### DIRECTIONS:
Exactly the lines from the one containing "Where can you find the white banner" through the end of the records must be reproduced; leave out all pictures.

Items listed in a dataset
---

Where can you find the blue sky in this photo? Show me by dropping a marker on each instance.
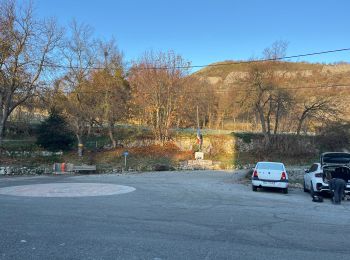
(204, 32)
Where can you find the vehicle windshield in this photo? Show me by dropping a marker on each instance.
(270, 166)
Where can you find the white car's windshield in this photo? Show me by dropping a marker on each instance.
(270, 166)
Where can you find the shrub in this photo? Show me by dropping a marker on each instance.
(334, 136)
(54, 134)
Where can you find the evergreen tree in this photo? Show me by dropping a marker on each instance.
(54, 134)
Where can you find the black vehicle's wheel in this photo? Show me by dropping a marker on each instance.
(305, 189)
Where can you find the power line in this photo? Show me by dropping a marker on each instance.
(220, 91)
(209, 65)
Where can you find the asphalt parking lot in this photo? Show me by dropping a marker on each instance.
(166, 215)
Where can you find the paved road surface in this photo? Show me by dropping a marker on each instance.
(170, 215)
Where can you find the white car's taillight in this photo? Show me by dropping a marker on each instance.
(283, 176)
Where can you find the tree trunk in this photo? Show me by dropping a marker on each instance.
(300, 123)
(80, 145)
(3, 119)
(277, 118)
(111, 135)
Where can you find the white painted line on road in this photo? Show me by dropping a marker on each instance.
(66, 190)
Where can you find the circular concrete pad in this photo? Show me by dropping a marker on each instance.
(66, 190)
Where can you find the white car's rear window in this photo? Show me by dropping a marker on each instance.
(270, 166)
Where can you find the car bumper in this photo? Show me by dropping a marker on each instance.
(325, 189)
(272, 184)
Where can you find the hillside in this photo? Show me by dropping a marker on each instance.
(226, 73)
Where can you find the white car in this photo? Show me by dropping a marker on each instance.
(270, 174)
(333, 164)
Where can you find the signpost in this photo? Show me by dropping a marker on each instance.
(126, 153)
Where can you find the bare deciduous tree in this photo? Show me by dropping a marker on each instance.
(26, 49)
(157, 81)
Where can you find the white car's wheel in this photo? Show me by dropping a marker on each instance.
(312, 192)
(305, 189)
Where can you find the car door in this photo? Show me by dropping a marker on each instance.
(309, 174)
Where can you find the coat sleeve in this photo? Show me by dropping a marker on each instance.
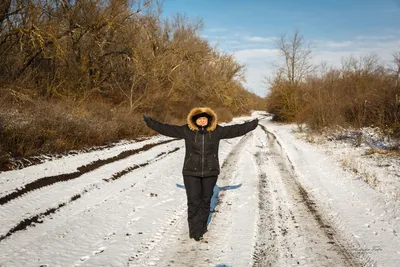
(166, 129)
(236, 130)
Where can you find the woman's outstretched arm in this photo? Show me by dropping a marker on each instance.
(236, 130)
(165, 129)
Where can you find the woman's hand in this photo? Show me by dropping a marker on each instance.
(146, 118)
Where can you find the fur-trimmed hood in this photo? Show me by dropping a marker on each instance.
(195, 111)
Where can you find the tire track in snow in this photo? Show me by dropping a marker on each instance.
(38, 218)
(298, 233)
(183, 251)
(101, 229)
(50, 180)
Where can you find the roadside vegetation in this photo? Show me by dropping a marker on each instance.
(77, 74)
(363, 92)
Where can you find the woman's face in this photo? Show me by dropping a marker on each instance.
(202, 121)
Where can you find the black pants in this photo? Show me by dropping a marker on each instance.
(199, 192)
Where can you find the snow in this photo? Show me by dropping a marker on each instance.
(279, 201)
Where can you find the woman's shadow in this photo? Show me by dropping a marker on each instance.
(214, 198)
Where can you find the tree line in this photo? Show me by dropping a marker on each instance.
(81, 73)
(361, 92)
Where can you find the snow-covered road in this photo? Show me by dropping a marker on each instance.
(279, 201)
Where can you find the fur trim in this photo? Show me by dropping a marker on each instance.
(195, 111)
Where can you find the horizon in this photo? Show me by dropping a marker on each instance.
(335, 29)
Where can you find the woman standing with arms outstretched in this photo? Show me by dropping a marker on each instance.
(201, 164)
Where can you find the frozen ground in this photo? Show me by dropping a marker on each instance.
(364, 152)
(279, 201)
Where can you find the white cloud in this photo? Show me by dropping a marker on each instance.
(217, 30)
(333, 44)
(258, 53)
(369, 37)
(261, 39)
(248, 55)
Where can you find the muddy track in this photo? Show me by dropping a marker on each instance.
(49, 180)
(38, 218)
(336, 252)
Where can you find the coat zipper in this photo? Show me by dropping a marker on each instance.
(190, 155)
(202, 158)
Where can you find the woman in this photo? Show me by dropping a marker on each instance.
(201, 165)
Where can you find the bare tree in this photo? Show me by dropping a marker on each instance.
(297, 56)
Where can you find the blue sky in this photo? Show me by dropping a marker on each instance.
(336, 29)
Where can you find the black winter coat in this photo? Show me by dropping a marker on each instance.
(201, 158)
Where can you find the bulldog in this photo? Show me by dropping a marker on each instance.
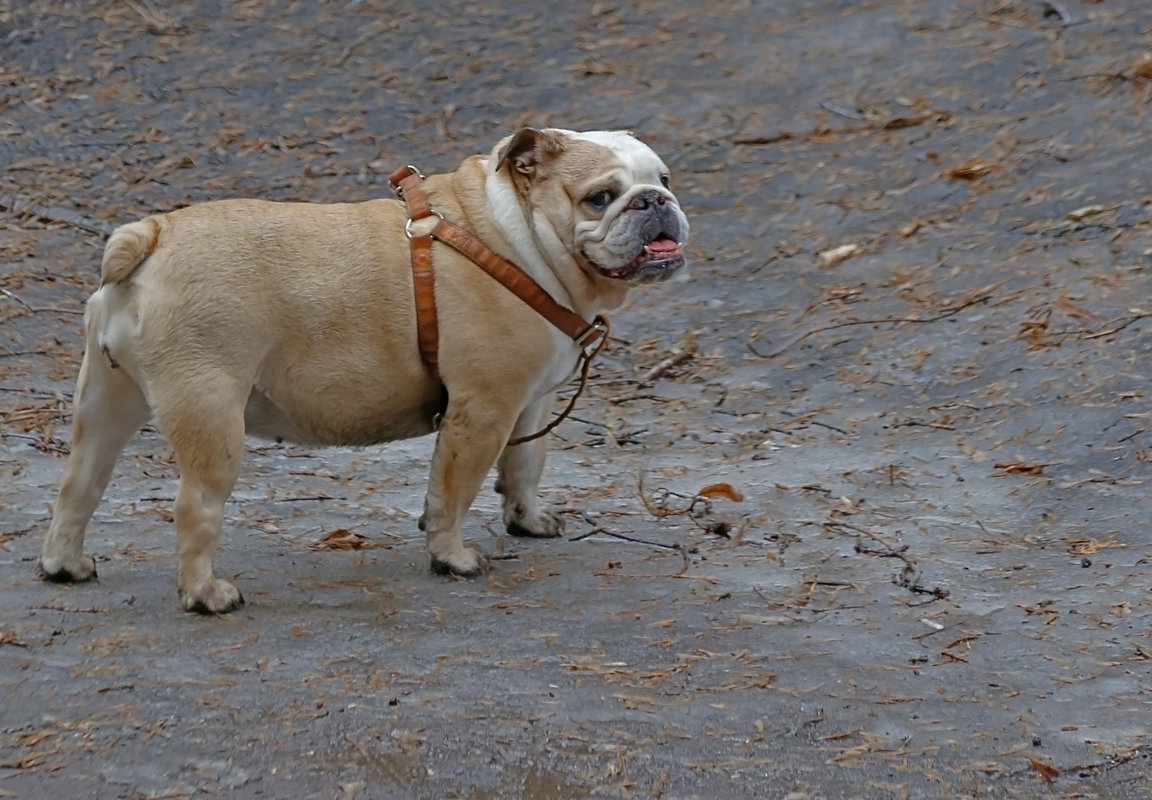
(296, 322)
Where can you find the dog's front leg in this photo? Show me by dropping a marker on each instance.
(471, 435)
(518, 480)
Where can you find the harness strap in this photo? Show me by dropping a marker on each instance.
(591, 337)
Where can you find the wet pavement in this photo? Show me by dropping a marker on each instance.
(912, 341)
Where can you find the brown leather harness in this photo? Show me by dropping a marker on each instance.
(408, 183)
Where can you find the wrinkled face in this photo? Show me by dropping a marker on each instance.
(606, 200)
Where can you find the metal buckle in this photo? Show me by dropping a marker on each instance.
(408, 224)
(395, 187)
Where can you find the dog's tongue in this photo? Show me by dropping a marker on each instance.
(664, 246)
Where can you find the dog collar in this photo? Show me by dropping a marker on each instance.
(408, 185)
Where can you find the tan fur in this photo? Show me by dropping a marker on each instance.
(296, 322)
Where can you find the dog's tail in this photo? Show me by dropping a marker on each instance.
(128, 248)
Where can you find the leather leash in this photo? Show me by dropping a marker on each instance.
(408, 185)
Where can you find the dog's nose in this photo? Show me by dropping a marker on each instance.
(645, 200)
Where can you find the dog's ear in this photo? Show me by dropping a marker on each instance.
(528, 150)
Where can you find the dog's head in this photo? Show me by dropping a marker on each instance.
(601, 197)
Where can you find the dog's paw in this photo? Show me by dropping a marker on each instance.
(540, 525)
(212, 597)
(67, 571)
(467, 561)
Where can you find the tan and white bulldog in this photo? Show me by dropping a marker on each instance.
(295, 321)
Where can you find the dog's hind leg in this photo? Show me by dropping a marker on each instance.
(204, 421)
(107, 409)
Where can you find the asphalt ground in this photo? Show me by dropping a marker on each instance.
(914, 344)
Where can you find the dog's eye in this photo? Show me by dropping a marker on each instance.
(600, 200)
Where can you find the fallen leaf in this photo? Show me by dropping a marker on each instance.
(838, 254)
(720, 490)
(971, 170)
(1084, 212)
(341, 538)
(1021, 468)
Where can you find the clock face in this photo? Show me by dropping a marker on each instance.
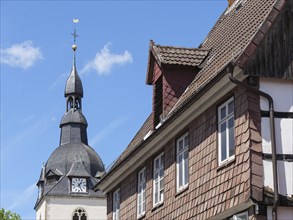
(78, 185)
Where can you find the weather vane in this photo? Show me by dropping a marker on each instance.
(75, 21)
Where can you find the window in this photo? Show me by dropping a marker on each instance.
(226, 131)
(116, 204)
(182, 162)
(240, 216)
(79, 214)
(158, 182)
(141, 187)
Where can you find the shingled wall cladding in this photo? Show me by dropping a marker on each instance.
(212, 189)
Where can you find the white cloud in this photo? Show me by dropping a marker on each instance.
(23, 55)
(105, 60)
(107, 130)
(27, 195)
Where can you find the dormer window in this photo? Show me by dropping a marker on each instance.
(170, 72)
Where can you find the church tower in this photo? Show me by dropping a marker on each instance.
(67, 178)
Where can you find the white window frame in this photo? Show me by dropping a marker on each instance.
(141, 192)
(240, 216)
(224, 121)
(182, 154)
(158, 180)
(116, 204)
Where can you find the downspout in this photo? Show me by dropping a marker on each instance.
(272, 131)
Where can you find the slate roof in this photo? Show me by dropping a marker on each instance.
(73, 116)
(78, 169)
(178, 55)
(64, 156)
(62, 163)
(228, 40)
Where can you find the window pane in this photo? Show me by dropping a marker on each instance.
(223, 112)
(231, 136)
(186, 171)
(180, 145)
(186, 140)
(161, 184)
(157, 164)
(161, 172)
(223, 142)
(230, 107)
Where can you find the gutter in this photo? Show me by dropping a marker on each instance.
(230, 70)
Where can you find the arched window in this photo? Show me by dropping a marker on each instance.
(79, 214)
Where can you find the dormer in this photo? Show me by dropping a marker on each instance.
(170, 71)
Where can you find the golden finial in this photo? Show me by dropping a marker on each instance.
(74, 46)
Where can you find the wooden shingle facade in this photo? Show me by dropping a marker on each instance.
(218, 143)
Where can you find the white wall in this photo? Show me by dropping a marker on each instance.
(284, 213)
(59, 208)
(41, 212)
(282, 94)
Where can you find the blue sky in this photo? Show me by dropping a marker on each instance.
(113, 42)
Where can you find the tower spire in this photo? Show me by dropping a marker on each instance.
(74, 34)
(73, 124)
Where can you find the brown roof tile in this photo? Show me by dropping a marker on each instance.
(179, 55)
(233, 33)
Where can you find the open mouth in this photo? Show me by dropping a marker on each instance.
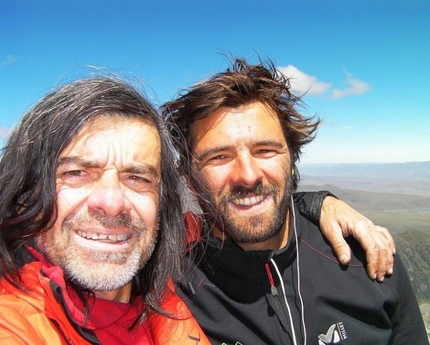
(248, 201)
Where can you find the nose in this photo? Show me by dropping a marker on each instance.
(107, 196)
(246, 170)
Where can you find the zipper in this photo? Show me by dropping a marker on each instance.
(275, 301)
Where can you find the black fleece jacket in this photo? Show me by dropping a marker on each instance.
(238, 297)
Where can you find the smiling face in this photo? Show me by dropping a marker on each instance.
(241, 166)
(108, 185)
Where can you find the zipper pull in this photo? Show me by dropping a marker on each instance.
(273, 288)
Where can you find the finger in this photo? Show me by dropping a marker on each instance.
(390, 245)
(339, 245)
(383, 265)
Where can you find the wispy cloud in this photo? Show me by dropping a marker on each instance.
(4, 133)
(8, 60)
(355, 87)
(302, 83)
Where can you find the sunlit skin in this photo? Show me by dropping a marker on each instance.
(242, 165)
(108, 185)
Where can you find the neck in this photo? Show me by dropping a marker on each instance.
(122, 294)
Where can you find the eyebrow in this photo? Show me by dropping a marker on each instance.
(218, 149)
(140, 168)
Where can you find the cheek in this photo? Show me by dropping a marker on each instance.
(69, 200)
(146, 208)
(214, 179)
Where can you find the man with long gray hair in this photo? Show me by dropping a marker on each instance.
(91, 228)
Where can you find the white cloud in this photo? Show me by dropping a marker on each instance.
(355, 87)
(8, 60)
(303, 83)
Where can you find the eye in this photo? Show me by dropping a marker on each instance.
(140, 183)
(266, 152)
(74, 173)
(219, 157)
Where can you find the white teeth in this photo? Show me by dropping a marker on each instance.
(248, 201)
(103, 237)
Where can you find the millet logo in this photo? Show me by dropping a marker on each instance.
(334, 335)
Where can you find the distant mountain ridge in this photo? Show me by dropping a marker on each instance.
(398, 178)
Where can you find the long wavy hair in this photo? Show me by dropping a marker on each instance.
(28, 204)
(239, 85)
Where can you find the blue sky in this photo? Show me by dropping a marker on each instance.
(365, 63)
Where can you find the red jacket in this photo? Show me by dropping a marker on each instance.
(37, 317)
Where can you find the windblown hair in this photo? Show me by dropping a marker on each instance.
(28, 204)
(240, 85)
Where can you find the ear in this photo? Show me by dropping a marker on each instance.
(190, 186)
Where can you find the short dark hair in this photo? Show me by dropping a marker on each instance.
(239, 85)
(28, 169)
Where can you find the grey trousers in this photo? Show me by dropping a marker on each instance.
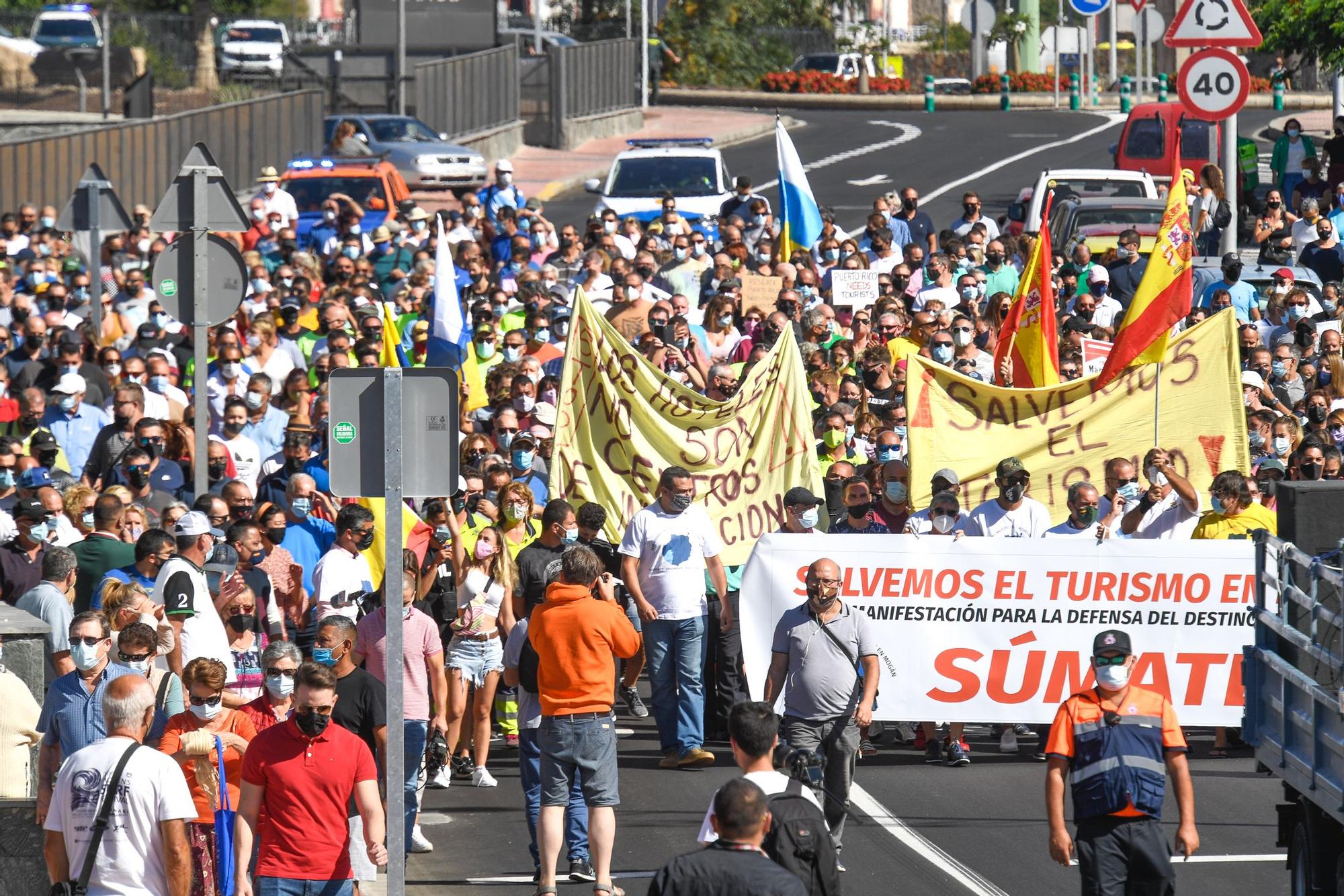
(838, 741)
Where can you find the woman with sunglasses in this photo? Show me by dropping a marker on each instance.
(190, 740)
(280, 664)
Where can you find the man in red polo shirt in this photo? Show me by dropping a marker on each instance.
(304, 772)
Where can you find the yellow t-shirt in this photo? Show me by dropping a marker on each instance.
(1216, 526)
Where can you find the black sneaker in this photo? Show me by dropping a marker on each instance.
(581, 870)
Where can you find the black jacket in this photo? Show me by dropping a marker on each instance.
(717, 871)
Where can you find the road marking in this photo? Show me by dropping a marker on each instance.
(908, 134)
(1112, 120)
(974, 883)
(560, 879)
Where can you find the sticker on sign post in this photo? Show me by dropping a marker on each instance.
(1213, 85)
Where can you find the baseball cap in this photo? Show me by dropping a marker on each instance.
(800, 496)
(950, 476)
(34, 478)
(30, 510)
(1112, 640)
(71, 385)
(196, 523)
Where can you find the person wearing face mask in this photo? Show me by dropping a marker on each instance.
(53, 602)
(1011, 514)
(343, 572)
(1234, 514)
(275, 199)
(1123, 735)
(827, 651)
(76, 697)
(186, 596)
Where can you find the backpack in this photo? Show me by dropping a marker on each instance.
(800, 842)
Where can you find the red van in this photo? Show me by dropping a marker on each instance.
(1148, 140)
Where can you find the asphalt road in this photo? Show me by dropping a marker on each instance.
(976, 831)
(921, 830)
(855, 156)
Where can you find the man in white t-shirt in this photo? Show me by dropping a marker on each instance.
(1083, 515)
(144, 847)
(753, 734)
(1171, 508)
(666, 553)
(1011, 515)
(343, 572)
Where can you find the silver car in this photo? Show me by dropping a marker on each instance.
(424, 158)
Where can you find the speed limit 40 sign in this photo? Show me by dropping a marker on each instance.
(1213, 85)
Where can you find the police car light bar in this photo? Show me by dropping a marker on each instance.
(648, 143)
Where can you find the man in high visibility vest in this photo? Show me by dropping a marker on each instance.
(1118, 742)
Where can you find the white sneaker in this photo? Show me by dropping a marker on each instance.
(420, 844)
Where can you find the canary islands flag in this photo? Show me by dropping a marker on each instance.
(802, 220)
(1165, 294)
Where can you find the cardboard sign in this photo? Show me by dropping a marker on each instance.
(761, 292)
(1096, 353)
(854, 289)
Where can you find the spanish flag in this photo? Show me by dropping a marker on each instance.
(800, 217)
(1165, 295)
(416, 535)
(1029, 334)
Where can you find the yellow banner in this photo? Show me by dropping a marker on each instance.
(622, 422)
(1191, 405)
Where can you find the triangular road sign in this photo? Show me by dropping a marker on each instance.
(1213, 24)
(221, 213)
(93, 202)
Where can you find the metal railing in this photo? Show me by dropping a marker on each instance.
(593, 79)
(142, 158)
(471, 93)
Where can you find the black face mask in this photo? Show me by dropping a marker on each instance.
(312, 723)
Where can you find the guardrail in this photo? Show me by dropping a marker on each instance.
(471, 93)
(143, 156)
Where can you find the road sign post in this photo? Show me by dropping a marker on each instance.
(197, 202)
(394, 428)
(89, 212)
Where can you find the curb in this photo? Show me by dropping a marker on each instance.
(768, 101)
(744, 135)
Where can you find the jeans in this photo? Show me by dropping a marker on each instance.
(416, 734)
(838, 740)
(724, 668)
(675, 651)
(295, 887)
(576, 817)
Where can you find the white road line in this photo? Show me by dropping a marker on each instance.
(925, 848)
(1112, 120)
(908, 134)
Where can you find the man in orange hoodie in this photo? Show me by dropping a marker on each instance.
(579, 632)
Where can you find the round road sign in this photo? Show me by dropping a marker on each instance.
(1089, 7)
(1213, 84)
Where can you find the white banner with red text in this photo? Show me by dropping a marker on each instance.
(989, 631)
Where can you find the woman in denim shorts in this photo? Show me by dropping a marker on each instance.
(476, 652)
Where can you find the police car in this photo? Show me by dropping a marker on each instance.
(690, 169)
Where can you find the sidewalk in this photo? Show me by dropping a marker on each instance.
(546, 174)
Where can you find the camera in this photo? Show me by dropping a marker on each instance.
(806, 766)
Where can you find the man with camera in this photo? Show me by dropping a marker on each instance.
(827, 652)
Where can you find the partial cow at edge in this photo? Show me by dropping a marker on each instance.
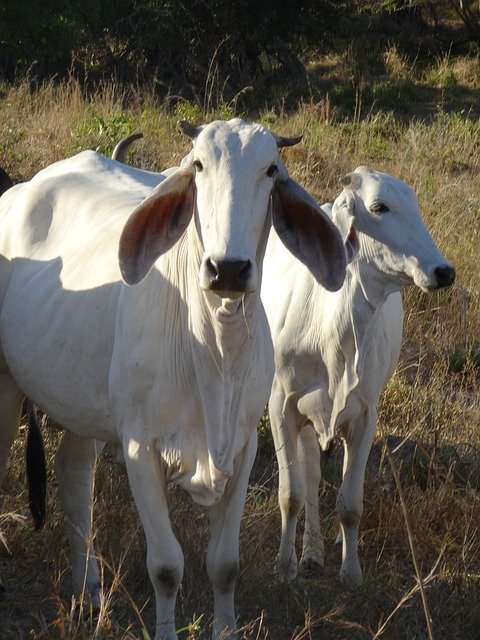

---

### EXPECTED ANSWER:
Where can you find the white banner with red text in this photo? Show me by dropping a marker on each instance.
(989, 631)
Where can you find the woman in denim shorts in this photo? Show me by dropping a marker on each instance.
(476, 652)
Where can you find the police car in this photo? Show me by dropping a marker on each instance.
(690, 169)
Where can you find the sidewalk in this photo? Show me by dropping a marker on each instance.
(546, 174)
Where can you find the camera in this photo? Show me by dropping a marker on each instance.
(806, 766)
Where can you find the man with camera in this photo? Show me by dropping a marker on each instance.
(827, 652)
Where can you find the partial cow at edge in this photo? Show me by dropping a marker on each instance.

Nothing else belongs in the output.